*** Begin section ***

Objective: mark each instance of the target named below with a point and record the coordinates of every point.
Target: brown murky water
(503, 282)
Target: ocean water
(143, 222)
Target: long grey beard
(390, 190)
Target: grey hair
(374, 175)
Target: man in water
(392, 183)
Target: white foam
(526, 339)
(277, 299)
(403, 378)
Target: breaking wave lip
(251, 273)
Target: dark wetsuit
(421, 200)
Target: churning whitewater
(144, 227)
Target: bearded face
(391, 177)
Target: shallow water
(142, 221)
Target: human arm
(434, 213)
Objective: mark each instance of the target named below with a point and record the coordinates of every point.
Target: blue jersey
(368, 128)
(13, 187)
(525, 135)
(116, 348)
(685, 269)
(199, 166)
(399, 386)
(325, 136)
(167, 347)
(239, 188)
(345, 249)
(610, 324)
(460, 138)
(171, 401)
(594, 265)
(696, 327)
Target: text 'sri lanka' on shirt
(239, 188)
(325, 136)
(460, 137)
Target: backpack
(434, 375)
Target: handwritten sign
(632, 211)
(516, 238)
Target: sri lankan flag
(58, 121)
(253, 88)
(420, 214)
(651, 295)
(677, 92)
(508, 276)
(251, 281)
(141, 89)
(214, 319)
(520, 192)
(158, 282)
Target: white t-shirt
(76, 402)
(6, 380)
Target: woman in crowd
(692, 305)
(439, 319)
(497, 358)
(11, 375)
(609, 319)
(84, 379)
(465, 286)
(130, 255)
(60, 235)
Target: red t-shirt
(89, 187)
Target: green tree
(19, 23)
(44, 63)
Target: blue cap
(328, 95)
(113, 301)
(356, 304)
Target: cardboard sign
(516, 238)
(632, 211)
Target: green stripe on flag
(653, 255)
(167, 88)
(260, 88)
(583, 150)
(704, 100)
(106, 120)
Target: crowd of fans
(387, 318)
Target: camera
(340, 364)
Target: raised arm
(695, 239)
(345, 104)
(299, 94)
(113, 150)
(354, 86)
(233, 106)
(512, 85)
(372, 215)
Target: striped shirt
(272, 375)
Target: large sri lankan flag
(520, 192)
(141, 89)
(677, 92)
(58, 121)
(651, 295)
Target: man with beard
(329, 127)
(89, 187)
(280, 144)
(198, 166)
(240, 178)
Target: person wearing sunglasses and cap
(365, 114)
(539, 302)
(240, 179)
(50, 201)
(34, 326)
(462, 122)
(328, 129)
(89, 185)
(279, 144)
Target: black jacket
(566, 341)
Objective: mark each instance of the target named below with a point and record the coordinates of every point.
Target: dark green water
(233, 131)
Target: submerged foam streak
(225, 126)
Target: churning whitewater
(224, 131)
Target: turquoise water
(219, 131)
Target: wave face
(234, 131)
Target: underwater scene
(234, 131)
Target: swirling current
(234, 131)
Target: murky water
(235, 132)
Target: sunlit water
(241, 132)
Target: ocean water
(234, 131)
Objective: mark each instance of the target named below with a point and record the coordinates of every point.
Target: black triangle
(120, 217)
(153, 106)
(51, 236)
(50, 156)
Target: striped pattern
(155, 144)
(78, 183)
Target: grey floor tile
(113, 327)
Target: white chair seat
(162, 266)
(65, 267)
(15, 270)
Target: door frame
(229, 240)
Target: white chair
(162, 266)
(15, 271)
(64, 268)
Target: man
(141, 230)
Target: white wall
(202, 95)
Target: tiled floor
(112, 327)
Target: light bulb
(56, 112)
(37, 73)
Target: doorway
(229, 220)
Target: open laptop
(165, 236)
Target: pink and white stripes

*** End section ***

Reproduce, unchanged, the line containing "Target: white wall" and each line after it through the end of the listing above, and nothing else.

Answer section:
Target: white wall
(202, 95)
Target: tiled floor
(112, 327)
Target: light bulb
(56, 112)
(37, 73)
Target: doorway
(229, 220)
Target: open laptop
(165, 236)
Target: pink and white stripes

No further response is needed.